Source excerpt
— Begin —

# The Journal of Military Operations



## Infanteer (7 Aug 2012)

A new online military publication has just been put up, with Jim Storr as the Editor.  The Journal of Military Operations is aimed at a niche that, as the opening intro by Dr Storr indicates, isn't touched by most scholarly journals.

The first issue has an article on the role of a battalion commander in the 1982 war in Lebanon by Doron Almog and a piece by Wilf Owen on the redundancy of the concept of the operational level of war.  Both are top notch reads.

Registration is free. 

https://www.tjomo.com/


----------



## dapaterson (7 Aug 2012)

You had me sold at "Storr".


----------



## Haletown (7 Aug 2012)

good find . . .   thnx ++


----------



## The Bread Guy (7 Aug 2012)

Interesting content, and slickly shared - milpoints inbound for the recommendation.


----------



## Cloud Cover (7 Aug 2012)

Is it me, or is the Flash player picture on the Orde Wingate article actually Boers and not Chindits?

— End —

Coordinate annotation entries
— Begin —

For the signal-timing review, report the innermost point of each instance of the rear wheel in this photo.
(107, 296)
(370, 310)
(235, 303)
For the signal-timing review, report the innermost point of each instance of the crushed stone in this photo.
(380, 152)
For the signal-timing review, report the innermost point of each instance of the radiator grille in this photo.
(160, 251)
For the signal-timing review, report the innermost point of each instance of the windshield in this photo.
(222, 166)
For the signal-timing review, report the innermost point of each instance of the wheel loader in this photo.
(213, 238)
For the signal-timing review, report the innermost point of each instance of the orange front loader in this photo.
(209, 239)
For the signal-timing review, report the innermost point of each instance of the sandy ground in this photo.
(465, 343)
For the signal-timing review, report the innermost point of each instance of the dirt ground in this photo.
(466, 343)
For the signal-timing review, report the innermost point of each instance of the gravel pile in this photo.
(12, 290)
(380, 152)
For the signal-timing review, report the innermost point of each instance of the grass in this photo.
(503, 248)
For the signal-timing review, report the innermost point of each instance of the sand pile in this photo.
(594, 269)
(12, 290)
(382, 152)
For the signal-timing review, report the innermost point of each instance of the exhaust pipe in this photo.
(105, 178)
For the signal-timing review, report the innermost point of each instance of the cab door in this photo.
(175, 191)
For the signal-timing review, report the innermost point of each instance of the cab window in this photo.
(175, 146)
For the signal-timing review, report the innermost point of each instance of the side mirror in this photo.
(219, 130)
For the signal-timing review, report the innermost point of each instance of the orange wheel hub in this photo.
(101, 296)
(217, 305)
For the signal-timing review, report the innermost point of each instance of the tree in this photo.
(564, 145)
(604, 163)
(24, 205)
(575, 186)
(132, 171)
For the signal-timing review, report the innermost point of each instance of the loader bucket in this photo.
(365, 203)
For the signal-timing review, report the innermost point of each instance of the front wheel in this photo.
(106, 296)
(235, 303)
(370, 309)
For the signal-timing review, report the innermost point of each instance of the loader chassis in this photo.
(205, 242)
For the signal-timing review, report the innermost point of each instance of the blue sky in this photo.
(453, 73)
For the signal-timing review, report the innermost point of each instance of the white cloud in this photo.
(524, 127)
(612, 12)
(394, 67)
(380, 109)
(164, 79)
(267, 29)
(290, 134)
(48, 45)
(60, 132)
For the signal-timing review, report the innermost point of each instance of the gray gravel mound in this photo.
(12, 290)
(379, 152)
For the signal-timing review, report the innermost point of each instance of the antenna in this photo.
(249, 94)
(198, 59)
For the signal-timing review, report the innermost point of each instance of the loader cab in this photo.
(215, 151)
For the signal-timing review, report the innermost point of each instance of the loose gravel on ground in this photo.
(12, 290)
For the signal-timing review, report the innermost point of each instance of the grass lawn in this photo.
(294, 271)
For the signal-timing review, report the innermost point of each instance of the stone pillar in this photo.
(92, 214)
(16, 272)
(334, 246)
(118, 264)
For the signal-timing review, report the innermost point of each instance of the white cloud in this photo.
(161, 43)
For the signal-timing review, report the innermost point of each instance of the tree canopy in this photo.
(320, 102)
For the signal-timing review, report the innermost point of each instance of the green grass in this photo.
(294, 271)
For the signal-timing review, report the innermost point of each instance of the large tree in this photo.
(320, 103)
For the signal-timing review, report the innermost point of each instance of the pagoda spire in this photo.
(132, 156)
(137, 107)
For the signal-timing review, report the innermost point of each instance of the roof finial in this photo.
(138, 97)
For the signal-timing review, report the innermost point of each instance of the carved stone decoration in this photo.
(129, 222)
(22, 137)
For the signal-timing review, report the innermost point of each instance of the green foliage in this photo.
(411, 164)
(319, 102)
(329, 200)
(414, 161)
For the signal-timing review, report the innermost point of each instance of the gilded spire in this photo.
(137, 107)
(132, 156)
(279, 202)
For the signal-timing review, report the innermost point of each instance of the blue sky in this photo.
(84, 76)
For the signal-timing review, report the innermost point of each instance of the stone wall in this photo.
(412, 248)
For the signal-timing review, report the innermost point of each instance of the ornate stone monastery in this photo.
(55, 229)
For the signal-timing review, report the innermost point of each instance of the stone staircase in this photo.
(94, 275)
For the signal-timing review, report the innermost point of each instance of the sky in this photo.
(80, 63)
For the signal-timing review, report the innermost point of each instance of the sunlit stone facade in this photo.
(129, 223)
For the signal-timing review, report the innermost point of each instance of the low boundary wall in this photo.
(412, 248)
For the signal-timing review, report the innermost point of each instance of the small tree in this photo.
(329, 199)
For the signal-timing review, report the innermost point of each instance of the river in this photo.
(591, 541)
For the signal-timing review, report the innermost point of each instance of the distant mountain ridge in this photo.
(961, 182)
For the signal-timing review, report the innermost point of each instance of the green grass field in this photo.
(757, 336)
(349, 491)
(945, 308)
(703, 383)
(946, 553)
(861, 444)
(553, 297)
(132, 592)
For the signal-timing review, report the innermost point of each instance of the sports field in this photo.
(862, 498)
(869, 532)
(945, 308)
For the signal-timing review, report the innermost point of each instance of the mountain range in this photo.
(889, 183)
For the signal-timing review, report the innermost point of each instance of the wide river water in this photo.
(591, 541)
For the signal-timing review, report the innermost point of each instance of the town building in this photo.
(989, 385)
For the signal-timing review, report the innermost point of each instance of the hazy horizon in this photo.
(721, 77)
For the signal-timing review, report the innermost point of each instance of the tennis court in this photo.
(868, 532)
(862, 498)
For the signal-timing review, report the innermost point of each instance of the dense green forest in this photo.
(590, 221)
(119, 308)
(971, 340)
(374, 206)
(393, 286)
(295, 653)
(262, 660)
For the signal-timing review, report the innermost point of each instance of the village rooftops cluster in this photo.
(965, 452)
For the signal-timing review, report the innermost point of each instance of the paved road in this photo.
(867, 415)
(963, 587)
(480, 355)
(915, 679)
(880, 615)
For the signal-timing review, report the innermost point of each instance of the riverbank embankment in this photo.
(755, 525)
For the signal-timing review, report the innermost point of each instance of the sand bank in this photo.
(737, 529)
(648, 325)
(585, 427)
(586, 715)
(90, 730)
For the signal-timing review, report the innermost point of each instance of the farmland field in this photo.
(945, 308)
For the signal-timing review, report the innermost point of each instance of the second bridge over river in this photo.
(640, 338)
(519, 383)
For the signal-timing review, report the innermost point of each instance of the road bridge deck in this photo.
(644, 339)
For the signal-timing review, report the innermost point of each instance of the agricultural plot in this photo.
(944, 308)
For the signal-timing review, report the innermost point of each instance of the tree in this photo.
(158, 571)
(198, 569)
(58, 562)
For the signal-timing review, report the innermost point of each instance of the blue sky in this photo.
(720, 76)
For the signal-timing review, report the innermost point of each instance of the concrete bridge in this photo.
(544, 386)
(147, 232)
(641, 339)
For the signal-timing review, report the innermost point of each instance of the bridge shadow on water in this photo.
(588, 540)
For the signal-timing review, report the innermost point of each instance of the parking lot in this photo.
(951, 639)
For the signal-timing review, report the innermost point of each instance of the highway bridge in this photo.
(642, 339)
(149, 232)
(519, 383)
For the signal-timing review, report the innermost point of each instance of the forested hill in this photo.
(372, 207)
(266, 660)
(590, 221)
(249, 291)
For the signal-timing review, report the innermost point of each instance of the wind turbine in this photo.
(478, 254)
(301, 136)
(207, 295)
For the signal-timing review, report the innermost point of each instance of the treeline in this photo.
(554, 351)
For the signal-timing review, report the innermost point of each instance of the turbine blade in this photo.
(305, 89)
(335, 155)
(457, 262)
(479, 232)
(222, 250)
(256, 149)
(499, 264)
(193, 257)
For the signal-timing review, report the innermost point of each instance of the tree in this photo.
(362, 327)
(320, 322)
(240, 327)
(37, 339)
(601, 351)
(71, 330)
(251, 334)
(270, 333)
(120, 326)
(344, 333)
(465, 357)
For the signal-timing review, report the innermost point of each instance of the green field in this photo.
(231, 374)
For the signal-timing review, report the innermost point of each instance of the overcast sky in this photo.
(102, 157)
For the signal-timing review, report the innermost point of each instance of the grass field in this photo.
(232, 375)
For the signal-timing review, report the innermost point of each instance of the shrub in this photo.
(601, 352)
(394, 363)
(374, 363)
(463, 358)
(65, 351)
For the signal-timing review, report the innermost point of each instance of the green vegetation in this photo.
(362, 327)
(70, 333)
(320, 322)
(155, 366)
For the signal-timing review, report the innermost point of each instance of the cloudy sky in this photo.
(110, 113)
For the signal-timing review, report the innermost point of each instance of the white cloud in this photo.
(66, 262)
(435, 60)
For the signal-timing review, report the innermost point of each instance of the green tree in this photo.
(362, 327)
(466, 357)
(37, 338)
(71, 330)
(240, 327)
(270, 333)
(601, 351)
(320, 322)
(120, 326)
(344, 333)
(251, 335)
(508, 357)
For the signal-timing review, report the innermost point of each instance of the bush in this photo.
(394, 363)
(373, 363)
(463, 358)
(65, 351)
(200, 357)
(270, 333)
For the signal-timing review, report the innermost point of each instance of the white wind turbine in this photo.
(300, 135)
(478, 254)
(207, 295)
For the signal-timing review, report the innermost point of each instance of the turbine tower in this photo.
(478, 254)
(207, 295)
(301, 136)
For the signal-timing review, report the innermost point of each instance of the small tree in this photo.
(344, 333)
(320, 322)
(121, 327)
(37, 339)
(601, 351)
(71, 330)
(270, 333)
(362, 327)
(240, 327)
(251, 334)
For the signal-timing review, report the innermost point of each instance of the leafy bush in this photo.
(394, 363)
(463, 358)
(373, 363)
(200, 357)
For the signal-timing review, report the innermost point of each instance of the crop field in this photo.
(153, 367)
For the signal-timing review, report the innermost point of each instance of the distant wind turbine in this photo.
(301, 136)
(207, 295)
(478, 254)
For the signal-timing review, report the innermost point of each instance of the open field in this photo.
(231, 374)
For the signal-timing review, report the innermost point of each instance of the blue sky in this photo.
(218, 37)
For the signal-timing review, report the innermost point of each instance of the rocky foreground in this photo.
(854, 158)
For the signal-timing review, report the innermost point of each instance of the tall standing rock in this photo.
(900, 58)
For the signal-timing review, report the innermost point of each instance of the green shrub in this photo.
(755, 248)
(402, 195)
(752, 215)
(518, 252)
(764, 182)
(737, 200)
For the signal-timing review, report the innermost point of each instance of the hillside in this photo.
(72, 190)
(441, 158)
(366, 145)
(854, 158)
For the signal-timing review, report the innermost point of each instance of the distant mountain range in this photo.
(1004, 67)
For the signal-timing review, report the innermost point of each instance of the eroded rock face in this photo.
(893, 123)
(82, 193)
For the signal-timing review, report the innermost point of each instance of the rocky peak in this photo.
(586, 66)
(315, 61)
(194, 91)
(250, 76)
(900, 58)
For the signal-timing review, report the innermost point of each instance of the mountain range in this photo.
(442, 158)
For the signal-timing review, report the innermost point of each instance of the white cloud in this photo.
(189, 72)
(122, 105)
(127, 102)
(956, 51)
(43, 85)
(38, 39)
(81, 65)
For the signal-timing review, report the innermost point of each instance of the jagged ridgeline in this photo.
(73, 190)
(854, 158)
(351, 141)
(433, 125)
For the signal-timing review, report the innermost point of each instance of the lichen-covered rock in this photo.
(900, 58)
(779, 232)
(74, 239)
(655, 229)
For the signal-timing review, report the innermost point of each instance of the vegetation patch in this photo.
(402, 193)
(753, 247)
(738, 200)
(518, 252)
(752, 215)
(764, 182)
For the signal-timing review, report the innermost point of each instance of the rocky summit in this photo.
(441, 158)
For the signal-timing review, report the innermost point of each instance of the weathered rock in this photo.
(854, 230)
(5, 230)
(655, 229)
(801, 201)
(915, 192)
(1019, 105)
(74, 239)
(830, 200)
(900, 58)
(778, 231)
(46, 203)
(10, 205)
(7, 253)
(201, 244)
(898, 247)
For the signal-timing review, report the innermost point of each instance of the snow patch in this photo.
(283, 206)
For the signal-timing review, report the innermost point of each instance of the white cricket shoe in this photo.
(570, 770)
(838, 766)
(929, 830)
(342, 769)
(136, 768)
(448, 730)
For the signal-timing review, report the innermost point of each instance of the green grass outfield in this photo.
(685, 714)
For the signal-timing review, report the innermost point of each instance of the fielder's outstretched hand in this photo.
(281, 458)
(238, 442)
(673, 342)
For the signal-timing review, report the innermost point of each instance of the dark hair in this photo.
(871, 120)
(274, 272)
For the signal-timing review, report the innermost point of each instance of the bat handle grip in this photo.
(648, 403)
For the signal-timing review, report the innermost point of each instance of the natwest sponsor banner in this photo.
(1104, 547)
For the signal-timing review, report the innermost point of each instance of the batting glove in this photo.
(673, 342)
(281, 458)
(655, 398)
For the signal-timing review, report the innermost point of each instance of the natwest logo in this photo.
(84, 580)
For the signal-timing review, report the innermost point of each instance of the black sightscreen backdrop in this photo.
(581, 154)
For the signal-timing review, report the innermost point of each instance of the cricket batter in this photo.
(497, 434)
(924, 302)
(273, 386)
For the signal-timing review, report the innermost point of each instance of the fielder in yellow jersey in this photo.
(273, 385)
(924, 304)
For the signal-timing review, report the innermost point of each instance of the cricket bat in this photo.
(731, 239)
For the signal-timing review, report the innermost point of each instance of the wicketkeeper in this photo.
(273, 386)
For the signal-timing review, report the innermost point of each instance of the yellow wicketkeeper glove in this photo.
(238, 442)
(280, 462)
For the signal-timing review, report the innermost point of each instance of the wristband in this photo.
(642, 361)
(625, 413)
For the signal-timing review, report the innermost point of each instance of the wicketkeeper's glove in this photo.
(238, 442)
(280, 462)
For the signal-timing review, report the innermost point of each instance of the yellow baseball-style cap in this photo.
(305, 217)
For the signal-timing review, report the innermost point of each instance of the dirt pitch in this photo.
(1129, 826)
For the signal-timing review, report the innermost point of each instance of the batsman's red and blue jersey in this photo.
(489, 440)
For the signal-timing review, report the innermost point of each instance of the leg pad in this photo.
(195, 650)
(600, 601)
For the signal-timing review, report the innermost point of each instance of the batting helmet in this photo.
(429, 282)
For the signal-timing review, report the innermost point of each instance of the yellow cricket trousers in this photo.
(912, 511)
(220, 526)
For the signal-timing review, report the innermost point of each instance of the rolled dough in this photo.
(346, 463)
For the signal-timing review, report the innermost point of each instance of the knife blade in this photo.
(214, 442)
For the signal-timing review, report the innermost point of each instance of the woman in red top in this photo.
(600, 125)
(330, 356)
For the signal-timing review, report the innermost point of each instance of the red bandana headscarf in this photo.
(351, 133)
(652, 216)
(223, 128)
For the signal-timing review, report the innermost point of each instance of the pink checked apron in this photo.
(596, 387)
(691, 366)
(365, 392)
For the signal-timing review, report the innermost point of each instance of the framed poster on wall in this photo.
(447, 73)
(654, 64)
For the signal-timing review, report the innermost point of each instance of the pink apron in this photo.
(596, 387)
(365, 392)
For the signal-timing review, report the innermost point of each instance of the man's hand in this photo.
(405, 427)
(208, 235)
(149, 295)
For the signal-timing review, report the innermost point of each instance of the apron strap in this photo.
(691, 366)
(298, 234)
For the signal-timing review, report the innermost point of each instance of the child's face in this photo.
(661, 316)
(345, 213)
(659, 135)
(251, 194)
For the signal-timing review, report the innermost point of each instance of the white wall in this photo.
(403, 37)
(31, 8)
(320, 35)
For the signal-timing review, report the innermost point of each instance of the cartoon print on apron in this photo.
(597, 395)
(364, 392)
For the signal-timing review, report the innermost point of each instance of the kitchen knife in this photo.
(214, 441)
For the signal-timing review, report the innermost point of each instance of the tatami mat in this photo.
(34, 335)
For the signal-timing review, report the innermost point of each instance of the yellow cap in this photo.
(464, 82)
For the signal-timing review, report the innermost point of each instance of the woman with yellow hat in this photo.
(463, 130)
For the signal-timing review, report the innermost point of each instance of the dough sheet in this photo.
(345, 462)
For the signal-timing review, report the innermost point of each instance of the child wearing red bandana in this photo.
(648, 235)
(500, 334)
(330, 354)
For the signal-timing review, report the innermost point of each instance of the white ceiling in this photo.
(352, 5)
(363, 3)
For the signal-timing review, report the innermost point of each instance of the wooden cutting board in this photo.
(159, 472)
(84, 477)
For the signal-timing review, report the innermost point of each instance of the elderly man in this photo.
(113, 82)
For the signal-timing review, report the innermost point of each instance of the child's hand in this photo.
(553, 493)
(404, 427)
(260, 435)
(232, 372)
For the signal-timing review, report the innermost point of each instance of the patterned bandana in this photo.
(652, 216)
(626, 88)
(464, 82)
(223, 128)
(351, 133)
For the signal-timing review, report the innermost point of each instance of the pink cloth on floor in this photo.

— End —

Tasks to perform
a. Return the forum thread on The Journal of Military Operations in full, word for word.
b. Report each line of the listing that contains the string "batting", treating uppercase and lowercase as different.

Written responses
a.
# The Journal of Military Operations



## Infanteer (7 Aug 2012)

A new online military publication has just been put up, with Jim Storr as the Editor.  The Journal of Military Operations is aimed at a niche that, as the opening intro by Dr Storr indicates, isn't touched by most scholarly journals.

The first issue has an article on the role of a battalion commander in the 1982 war in Lebanon by Doron Almog and a piece by Wilf Owen on the redundancy of the concept of the operational level of war.  Both are top notch reads.

Registration is free. 

https://www.tjomo.com/


----------



## dapaterson (7 Aug 2012)

You had me sold at "Storr".


----------



## Haletown (7 Aug 2012)

good find . . .   thnx ++


----------



## The Bread Guy (7 Aug 2012)

Interesting content, and slickly shared - milpoints inbound for the recommendation.


----------



## Cloud Cover (7 Aug 2012)

Is it me, or is the Flash player picture on the Orde Wingate article actually Boers and not Chindits?

b.
For the signal-timing review, report the innermost point of each instance of the batting glove in this photo.
For the signal-timing review, report the innermost point of each instance of the batting helmet in this photo.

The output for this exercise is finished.